BEGIN Records for the exercise

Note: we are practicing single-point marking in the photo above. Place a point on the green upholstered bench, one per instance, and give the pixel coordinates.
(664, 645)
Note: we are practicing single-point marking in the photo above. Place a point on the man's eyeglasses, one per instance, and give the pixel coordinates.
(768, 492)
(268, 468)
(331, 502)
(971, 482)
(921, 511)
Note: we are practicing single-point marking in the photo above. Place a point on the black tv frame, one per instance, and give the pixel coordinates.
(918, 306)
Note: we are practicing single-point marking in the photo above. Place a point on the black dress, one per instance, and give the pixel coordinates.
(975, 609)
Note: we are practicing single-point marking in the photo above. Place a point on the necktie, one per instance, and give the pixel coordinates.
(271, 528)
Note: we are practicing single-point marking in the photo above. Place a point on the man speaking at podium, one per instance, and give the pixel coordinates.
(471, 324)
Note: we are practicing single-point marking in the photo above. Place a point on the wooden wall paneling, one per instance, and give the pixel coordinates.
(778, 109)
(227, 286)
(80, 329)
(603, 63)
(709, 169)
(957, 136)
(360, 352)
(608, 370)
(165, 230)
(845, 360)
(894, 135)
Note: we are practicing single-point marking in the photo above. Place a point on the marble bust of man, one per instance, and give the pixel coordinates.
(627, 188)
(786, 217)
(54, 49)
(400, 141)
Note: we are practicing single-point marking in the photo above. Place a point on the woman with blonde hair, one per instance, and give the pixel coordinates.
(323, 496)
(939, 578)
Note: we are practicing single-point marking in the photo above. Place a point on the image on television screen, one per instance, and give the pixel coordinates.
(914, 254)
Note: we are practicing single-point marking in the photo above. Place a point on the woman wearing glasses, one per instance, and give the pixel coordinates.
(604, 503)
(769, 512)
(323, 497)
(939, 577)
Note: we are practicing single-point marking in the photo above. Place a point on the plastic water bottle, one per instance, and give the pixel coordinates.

END Records for the exercise

■ **Task description**
Lines before the one containing "on the man's" are left out. Repeat that line and all lines after it in the records above exactly.

■ **Reply to the task**
Note: we are practicing single-point marking in the photo above. Place a point on the man's eyeglasses, one per instance, and give the pixel coordinates.
(768, 492)
(268, 468)
(331, 502)
(971, 482)
(921, 511)
Note: we are practicing single-point marking in the photo above. Place a point on the black tv frame, one per instance, and give the pixel coordinates.
(918, 306)
Note: we are practicing single-point marking in the photo above. Place a point on the black dress, one per instance, and give the pixel coordinates.
(975, 609)
Note: we are practicing single-point marking in the photo above. Place a point on the necktie, one per instance, and give the pixel coordinates.
(271, 528)
Note: we are practicing single-point marking in the photo above. Place a point on the man speaking at podium, one per instance, and give the pixel coordinates.
(471, 324)
Note: we are practicing single-point marking in the photo above. Place a point on the wooden wall paneling, one per instance, and give the pixel coordinates.
(778, 109)
(227, 286)
(80, 329)
(603, 63)
(709, 169)
(957, 136)
(360, 352)
(608, 370)
(165, 230)
(845, 360)
(894, 135)
Note: we are practicing single-point marking in the photo above. Place a point on the marble bust of man, one per instance, and give the pixel coordinates.
(627, 188)
(786, 217)
(54, 49)
(400, 141)
Note: we are practicing single-point marking in the photo above. Place a point on the woman with blonde hair, one per instance, and give the pixel coordinates.
(323, 496)
(939, 578)
Note: we are practicing single-point marking in the photo above. Place a point on the image on television screen, one per instance, and give the pixel coordinates.
(914, 254)
Note: we are practicing single-point marking in the photo above. Place a point on the woman wearing glasses, one per instance, and give the pixel coordinates.
(604, 503)
(769, 512)
(323, 497)
(939, 577)
Note: we are practicing single-point marking in the photo above. Place a point on the plastic water bottle, one per instance, and give the pixel coordinates.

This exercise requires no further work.